• _Your assignment_
Select the lines below containing the word "seated".

========================================================================

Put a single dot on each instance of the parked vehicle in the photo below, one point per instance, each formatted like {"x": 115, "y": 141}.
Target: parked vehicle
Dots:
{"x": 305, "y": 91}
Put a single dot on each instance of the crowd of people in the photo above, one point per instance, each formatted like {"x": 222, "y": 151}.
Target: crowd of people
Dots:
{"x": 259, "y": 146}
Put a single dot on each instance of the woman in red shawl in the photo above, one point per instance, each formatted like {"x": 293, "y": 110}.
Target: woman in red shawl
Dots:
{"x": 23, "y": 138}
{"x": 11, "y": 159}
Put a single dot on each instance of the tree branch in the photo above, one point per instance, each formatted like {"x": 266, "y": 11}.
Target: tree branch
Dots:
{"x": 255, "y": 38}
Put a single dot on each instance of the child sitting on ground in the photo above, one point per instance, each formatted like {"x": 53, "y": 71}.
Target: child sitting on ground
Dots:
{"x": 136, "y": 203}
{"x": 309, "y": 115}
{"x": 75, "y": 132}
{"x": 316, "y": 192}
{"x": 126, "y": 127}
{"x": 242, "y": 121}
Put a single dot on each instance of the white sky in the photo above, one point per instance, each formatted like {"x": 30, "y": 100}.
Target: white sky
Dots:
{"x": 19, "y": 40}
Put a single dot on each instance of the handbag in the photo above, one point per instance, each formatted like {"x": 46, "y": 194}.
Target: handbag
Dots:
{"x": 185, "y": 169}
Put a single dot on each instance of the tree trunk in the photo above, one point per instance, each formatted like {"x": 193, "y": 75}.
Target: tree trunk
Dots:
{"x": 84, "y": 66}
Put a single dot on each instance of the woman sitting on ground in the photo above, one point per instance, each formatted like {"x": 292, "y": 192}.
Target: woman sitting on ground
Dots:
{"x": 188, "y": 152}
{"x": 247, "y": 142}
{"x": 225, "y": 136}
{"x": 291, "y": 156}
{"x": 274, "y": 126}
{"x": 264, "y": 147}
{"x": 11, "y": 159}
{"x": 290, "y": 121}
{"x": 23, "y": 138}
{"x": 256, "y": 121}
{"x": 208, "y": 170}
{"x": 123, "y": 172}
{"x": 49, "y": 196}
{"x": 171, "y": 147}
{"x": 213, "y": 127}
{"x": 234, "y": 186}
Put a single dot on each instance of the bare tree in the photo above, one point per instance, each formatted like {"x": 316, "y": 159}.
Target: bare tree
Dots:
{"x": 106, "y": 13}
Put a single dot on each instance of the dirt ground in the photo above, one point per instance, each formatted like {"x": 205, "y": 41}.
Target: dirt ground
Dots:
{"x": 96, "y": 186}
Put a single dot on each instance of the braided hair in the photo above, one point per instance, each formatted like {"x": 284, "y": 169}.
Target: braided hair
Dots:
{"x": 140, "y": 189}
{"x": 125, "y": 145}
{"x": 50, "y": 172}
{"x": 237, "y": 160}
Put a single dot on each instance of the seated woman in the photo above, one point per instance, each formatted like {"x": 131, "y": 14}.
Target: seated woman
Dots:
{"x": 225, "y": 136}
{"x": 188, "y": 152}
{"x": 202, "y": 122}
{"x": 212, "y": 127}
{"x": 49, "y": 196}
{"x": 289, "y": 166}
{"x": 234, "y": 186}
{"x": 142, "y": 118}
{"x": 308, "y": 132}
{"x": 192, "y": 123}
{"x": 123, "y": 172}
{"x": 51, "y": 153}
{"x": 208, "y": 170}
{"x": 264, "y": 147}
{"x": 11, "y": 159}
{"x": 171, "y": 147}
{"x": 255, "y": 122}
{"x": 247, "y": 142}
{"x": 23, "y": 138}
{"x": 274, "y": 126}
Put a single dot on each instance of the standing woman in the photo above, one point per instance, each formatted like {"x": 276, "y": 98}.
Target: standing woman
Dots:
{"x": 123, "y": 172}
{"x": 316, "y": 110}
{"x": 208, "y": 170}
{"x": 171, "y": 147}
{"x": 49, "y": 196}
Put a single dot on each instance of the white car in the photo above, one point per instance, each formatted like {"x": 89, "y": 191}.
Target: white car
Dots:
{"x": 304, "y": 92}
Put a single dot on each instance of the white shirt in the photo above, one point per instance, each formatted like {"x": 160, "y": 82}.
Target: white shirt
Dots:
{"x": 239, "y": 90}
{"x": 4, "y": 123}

========================================================================

• _Reply_
Put a single dot on each instance of the seated woman in the photo above, one point per instance, each formatted like {"x": 131, "y": 14}.
Target: seated woman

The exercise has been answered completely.